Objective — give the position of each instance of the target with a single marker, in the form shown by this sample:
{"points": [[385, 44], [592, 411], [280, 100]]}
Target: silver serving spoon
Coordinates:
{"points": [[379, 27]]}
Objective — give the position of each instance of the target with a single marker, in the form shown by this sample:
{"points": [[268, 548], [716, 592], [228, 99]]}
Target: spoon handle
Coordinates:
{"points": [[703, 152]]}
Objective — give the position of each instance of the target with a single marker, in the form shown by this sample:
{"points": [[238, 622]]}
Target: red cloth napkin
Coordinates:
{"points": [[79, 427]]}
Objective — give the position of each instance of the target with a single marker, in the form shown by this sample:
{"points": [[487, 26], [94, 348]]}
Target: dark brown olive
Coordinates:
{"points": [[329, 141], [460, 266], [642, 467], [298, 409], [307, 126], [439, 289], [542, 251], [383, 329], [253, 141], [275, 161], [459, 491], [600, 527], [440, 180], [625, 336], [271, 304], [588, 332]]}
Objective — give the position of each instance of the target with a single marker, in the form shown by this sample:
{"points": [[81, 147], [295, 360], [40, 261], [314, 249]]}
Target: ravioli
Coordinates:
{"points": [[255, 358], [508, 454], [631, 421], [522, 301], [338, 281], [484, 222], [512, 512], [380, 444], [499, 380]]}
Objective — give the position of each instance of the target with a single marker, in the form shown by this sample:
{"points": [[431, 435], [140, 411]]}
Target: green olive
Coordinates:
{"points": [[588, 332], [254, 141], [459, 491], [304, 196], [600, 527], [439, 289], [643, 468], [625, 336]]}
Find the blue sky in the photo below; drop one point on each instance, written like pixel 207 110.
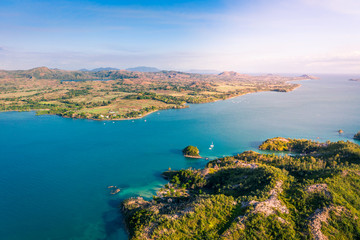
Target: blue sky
pixel 302 36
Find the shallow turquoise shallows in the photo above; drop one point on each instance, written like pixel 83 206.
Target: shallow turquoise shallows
pixel 54 172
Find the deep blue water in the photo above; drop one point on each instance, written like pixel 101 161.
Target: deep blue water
pixel 54 171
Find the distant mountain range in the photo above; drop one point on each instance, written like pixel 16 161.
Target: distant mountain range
pixel 98 69
pixel 134 69
pixel 143 69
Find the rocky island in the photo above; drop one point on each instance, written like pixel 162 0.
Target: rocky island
pixel 357 136
pixel 312 195
pixel 191 152
pixel 111 94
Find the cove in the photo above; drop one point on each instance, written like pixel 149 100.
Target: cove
pixel 54 171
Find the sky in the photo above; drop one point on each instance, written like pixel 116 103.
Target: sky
pixel 248 36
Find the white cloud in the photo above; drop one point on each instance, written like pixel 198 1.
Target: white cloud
pixel 339 6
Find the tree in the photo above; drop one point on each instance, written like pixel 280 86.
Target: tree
pixel 191 151
pixel 357 136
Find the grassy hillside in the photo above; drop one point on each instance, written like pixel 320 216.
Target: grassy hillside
pixel 121 94
pixel 312 195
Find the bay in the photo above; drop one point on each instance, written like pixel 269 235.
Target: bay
pixel 54 171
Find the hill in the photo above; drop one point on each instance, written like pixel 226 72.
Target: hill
pixel 257 196
pixel 143 69
pixel 123 94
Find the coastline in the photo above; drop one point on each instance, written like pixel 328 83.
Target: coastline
pixel 295 86
pixel 195 157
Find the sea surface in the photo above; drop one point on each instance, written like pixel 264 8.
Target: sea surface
pixel 54 172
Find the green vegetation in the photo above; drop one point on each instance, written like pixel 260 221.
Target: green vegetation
pixel 357 136
pixel 191 151
pixel 311 194
pixel 119 94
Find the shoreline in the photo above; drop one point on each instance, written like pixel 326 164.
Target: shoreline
pixel 194 157
pixel 146 114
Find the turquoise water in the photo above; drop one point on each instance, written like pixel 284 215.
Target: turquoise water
pixel 54 171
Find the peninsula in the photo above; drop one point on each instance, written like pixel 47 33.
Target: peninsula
pixel 113 94
pixel 311 194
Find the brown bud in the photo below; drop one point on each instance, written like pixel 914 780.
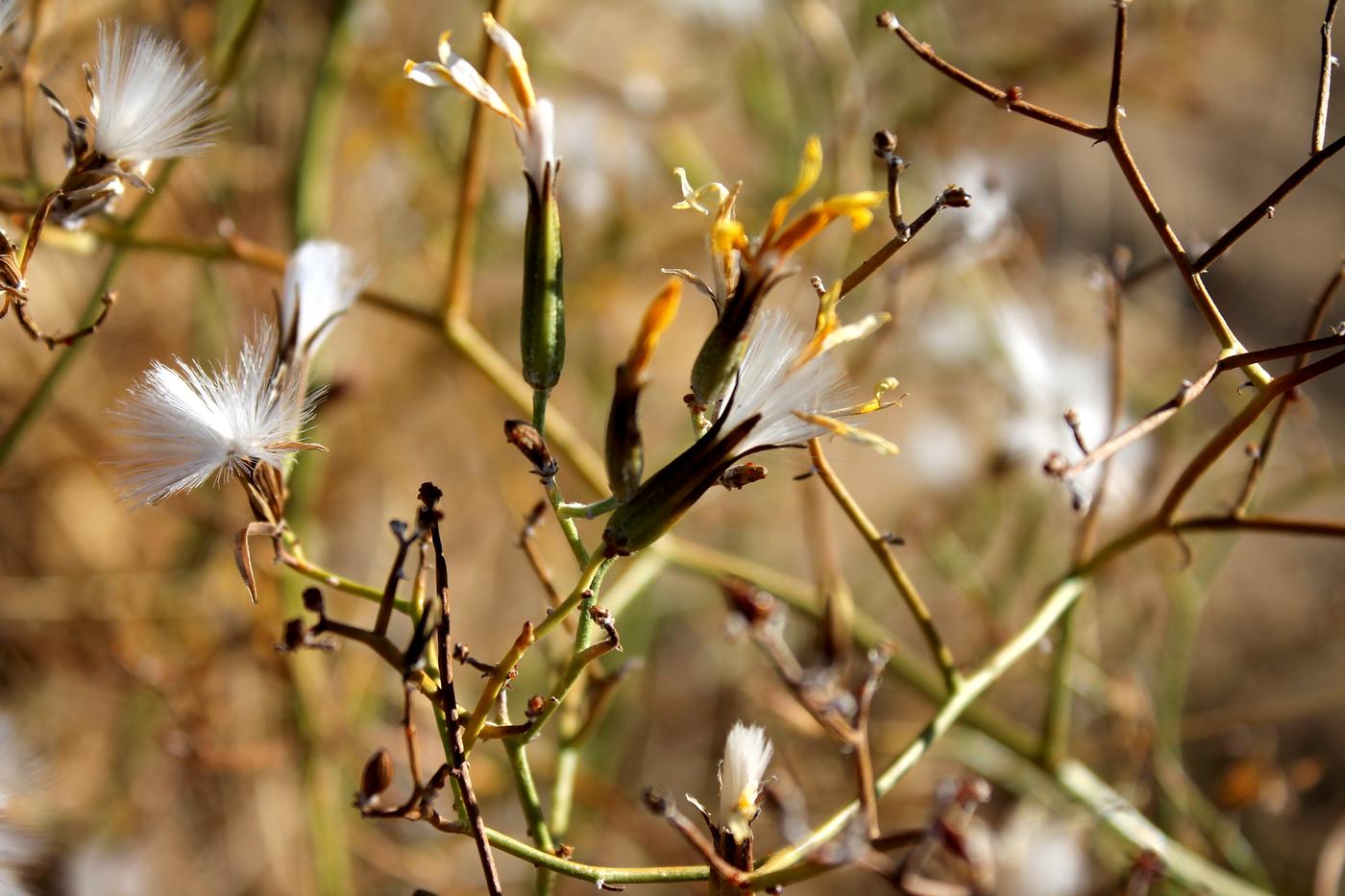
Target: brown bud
pixel 313 601
pixel 743 475
pixel 746 600
pixel 528 442
pixel 377 777
pixel 656 801
pixel 293 635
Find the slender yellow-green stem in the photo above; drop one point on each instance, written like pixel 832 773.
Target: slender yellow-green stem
pixel 318 144
pixel 43 395
pixel 880 547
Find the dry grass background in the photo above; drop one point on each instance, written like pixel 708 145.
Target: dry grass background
pixel 178 751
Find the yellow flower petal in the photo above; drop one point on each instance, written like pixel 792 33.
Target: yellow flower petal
pixel 876 402
pixel 854 433
pixel 514 61
pixel 810 168
pixel 459 73
pixel 656 319
pixel 853 331
pixel 717 193
pixel 810 224
pixel 725 237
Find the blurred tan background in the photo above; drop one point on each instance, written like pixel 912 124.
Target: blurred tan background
pixel 159 740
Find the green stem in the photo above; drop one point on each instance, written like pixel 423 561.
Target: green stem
pixel 1055 744
pixel 42 396
pixel 571 510
pixel 967 691
pixel 531 804
pixel 295 559
pixel 318 147
pixel 582 641
pixel 567 522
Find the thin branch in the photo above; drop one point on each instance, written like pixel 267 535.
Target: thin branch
pixel 1236 426
pixel 1266 208
pixel 952 197
pixel 457 755
pixel 1011 100
pixel 1187 392
pixel 1324 84
pixel 880 547
pixel 1261 455
pixel 473 186
pixel 501 674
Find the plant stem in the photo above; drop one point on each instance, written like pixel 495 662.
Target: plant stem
pixel 42 396
pixel 312 174
pixel 880 547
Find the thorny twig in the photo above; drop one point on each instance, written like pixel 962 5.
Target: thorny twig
pixel 429 499
pixel 1260 455
pixel 883 550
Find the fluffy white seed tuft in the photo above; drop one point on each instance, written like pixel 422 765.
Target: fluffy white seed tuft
pixel 320 285
pixel 770 383
pixel 188 424
pixel 148 103
pixel 746 752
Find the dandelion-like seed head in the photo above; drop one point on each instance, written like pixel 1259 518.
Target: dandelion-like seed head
pixel 320 285
pixel 746 752
pixel 773 383
pixel 148 103
pixel 187 424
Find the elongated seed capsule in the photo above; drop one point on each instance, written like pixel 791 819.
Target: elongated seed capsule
pixel 670 493
pixel 542 323
pixel 624 447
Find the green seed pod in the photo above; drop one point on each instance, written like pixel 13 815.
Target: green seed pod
pixel 624 448
pixel 542 325
pixel 659 503
pixel 720 355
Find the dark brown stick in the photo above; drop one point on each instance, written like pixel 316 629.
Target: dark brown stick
pixel 460 771
pixel 1277 420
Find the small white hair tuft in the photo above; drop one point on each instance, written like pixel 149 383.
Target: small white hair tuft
pixel 320 285
pixel 746 752
pixel 148 103
pixel 188 424
pixel 772 383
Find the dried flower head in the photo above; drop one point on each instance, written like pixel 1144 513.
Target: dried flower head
pixel 147 104
pixel 188 424
pixel 147 101
pixel 534 128
pixel 320 285
pixel 746 752
pixel 746 269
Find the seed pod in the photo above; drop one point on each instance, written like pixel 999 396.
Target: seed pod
pixel 624 446
pixel 666 496
pixel 542 323
pixel 379 775
pixel 720 355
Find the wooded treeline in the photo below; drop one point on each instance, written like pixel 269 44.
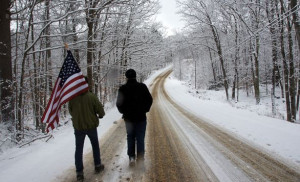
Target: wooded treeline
pixel 244 44
pixel 106 37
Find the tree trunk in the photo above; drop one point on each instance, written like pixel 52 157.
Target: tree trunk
pixel 296 19
pixel 6 94
pixel 292 80
pixel 219 48
pixel 285 66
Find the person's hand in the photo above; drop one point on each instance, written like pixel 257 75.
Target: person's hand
pixel 66 46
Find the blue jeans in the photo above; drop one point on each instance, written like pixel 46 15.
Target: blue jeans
pixel 136 134
pixel 79 137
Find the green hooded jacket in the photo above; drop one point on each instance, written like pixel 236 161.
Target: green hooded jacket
pixel 86 109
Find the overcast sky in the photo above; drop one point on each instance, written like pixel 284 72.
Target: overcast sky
pixel 168 16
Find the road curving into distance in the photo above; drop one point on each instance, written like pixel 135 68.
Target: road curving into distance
pixel 182 147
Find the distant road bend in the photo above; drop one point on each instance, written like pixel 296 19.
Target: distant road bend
pixel 181 147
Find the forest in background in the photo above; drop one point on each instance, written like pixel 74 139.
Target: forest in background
pixel 234 45
pixel 243 45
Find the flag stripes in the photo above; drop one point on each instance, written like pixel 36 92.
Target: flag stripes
pixel 69 84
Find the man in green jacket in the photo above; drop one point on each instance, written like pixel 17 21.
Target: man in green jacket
pixel 86 109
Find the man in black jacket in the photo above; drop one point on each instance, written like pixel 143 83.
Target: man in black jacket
pixel 134 101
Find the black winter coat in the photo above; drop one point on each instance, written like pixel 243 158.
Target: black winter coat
pixel 134 101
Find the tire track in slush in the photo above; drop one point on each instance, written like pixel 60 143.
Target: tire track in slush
pixel 171 154
pixel 258 165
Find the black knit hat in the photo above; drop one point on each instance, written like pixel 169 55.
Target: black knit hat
pixel 130 74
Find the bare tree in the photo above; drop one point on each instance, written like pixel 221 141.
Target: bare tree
pixel 5 62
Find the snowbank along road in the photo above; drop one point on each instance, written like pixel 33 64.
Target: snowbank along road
pixel 182 147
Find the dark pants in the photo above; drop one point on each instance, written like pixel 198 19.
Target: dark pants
pixel 79 137
pixel 136 133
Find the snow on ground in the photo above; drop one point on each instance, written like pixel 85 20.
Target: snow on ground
pixel 43 161
pixel 274 135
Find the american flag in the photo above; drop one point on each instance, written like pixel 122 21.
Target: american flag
pixel 69 84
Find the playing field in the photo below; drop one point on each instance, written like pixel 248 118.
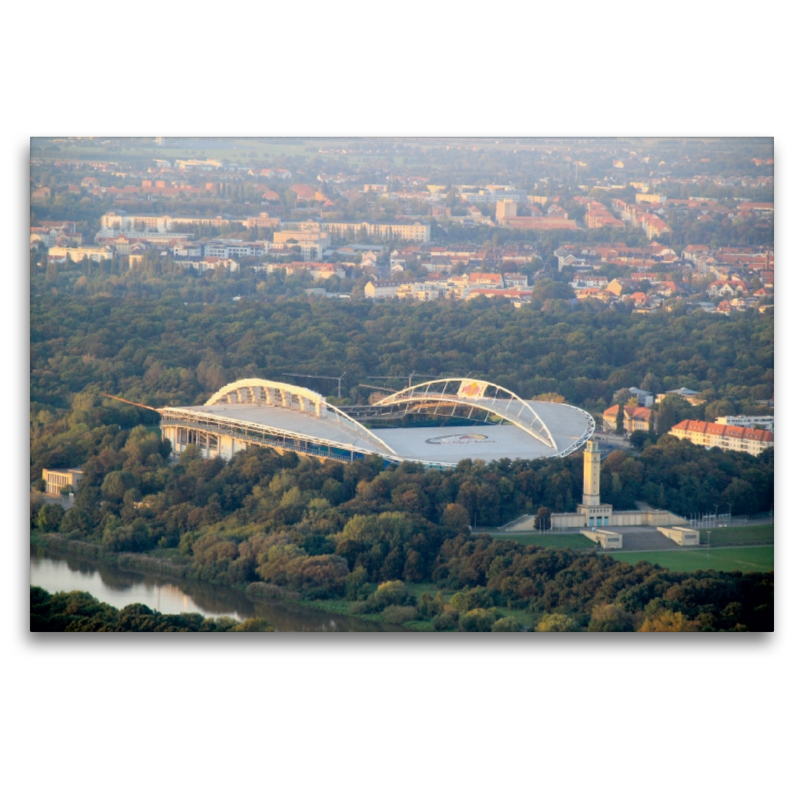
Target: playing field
pixel 725 559
pixel 747 534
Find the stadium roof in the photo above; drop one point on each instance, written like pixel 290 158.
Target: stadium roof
pixel 293 417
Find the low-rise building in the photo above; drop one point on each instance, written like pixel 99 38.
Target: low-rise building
pixel 634 418
pixel 57 479
pixel 726 437
pixel 92 252
pixel 765 422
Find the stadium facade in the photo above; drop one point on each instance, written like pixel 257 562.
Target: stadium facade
pixel 437 423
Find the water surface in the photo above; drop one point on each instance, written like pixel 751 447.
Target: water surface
pixel 57 572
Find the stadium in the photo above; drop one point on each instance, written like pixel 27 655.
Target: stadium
pixel 437 424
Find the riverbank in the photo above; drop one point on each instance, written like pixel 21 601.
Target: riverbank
pixel 145 578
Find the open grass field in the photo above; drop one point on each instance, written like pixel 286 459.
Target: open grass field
pixel 749 534
pixel 576 540
pixel 744 559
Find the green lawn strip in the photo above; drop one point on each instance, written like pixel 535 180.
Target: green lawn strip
pixel 743 559
pixel 748 534
pixel 575 540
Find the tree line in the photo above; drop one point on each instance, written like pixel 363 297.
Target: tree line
pixel 333 530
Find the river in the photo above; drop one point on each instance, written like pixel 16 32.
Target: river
pixel 57 572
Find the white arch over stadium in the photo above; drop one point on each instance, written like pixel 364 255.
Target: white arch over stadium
pixel 511 408
pixel 297 398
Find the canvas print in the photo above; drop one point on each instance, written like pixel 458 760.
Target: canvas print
pixel 502 385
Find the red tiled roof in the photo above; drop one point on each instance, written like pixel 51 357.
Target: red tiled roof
pixel 731 431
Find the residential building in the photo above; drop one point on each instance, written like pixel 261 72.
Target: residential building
pixel 766 422
pixel 726 437
pixel 634 418
pixel 415 232
pixel 57 479
pixel 92 252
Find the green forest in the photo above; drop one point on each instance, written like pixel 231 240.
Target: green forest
pixel 179 349
pixel 369 536
pixel 79 611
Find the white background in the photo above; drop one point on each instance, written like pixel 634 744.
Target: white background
pixel 421 716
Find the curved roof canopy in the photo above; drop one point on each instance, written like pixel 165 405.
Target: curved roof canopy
pixel 254 404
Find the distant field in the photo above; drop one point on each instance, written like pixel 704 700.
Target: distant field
pixel 751 534
pixel 547 539
pixel 744 559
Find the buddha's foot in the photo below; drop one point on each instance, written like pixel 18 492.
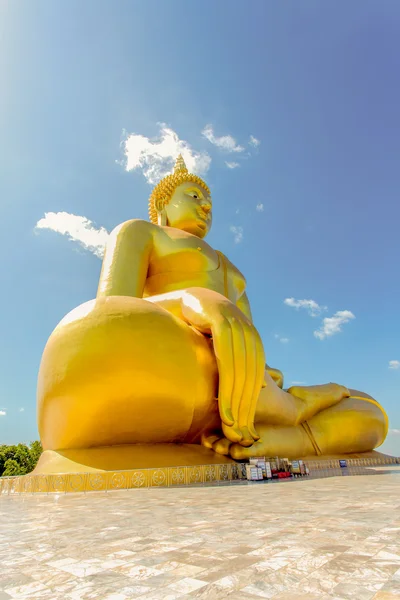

## WHAT YOU HAVE TO DO
Rewrite the data starting at the line containing "Find the stadium in" and ending at the line containing "pixel 297 398", replacing every "drop one point" with "place a single marker" and leaving everything else unchanged.

## EXPECTED ANSWER
Find the stadium in the photo above; place a single marker on each instance, written like pixel 27 655.
Target: stadium
pixel 437 424
Find the riverbank in the photo above; place a single marker on each instance, written like pixel 21 601.
Target: riverbank
pixel 145 578
Find the open grass field in the photo above; place a single marker on each instance, written like pixel 286 459.
Target: open grass field
pixel 749 534
pixel 576 540
pixel 744 559
Find the green lawn strip in the photo above; place a single marker on each instance, written like pixel 535 180.
Target: green lawn strip
pixel 743 559
pixel 748 534
pixel 575 540
Find the tree line in the photo above; place a single marker on each instance, written like pixel 363 297.
Target: tree line
pixel 333 530
Find the river in the photo above; place a single marker on each instance, written like pixel 16 32.
Target: river
pixel 57 572
Find the white arch over stadium in the photo above; place a single marker on each instance, written like pixel 364 255.
Target: white arch over stadium
pixel 511 408
pixel 297 398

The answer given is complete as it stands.